■ Request 1
Decide whether each statement below agrees with the thread about the 2015 NJ snow storms, answering yes or no and quoting the deciding words of the thread: (a) ken643 installed the pro wings on the plow about two years ago; (b) the dates and times on the videos are correct; (c) the wings have never needed any repairs.

■ Article
# 2015 NJ Snow Storms



## ken643 (Mar 27, 2009)

A few videos from this season. Sorry the dates and times are wrong, didnt set camera. The higher the file number the later in the season the storm. Enjoy!


----------



## fatheadon1 (Dec 27, 2007)

Good work as always ken, love that jeep.


----------



## ken643 (Mar 27, 2009)

fatheadon1;1979925 said:


> Good work as always ken, love that jeep.


Thanks very muchThumbs Up


----------



## Burkartsplow (Nov 1, 2007)

Looks great. Did you put pro wings on the plow?


----------



## mkwl (Jan 21, 2005)

How's the jeep do with heavy, wet snow, say 6" or so? I've thought about getting 2 identical jeeps to do driveways only, but have worried about how they would do pushing uphill with heavy, wet snow…

Sure can't beat them for maneuverability though!


----------



## ken643 (Mar 27, 2009)

Burkartsplow;1981543 said:


> Looks great. Did you put pro wings on the plow?


Yes I put them on about 2 years ago. They work very well. That being said I have wacked them a few times and needed some welding repairs. I also had my buddy make the wings taller welding on some steel. Keep more of the snow from rolling over the top of the wing. Could actually be a little taller yet.


----------



## ken643 (Mar 27, 2009)

mkwl;1982370 said:


> How's the jeep do with heavy, wet snow, say 6" or so? I've thought about getting 2 identical jeeps to do driveways only, but have worried about how they would do pushing uphill with heavy, wet snow…
> 
> Sure can't beat them for maneuverability though!

■ Collected data
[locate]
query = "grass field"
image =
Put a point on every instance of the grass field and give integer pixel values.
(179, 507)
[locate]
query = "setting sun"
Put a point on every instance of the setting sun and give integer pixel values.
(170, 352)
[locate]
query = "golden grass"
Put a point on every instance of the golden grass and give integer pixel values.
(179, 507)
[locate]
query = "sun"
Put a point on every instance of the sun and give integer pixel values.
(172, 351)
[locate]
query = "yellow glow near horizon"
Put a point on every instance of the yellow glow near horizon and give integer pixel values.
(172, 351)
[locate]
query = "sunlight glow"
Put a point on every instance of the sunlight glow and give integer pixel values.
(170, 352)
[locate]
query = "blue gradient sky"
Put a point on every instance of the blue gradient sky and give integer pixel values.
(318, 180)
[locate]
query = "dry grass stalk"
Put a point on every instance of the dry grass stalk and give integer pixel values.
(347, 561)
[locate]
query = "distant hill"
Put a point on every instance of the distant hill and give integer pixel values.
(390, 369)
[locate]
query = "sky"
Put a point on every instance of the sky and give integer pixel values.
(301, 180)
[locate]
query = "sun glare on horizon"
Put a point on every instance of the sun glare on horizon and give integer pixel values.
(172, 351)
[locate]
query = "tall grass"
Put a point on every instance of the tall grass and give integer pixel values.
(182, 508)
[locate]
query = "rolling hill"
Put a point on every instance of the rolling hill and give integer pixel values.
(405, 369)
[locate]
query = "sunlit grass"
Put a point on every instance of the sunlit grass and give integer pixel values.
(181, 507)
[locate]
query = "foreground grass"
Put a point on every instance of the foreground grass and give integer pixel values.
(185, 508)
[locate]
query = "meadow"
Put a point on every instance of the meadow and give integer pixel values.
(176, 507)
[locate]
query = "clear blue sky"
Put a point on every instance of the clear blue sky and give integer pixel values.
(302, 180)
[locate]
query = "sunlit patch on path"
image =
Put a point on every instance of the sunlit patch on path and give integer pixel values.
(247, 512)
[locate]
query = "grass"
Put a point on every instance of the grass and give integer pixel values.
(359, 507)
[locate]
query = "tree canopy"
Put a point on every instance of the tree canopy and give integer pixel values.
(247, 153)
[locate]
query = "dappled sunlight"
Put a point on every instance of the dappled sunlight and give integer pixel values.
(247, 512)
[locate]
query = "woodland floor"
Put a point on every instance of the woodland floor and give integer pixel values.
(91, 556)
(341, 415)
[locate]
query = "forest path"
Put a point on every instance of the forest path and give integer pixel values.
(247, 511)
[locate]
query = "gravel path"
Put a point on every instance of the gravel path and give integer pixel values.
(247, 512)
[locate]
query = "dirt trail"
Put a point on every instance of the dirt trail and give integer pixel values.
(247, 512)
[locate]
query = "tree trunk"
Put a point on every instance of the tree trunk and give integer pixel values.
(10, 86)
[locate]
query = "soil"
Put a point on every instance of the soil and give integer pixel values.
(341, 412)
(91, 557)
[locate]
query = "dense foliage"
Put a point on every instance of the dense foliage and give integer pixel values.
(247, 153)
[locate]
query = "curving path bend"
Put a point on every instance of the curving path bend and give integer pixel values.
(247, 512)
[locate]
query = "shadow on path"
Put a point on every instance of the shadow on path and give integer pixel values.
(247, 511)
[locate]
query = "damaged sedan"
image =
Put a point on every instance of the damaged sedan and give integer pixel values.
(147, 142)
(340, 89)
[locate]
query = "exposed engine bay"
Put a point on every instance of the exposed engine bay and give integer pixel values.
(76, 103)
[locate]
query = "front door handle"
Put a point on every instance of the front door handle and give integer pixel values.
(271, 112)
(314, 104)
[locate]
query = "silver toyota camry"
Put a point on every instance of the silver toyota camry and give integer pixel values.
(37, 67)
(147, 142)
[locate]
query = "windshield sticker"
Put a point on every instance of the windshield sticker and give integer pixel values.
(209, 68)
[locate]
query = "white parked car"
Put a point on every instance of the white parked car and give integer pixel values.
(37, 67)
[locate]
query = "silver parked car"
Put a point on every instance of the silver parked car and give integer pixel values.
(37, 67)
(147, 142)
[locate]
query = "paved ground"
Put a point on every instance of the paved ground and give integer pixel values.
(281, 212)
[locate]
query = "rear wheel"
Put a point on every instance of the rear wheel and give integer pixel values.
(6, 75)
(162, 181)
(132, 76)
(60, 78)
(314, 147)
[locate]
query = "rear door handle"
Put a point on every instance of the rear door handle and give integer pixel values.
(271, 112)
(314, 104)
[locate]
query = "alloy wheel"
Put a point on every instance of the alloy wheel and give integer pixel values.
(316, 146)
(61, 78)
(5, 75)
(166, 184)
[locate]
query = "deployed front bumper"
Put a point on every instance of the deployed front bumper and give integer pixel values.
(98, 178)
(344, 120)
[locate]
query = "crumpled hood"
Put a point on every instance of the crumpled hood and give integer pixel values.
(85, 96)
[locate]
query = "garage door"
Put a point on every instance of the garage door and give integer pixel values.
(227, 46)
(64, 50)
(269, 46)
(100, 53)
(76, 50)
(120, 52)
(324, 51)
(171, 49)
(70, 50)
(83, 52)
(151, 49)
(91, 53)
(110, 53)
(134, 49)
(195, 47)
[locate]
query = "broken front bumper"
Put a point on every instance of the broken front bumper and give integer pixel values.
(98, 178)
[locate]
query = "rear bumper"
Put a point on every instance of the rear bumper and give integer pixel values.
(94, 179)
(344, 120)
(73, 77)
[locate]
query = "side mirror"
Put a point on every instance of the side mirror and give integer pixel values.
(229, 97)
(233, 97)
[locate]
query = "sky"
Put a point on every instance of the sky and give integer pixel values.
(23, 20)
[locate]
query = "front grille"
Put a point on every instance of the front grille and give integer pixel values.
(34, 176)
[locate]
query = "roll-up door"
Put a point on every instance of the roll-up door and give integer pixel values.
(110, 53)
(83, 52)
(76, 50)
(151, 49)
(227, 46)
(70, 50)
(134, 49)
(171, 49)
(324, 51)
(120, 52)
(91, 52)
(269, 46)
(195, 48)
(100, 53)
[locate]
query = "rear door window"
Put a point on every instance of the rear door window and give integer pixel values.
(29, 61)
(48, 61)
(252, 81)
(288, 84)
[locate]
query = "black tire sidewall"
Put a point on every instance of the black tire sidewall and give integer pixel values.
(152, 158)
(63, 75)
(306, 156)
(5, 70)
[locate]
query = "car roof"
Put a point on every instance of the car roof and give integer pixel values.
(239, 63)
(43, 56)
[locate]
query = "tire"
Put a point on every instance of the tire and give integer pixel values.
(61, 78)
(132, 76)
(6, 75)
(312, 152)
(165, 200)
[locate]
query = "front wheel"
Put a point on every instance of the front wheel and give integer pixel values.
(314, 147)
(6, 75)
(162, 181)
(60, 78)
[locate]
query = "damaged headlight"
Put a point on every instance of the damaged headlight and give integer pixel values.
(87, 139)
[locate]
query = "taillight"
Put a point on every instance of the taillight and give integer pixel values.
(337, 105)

■ Request 2
Show every line of the collected data that contains the string "windshield".

■ Result 1
(a) Yes: "Yes I put them on about 2 years ago."
(b) No: "Sorry the dates and times are wrong, didnt set camera."
(c) No: "I have wacked them a few times and needed some welding repairs."

■ Result 2
query = "windshield sticker"
Put a point on every instance of the windshield sticker and give integer pixel values.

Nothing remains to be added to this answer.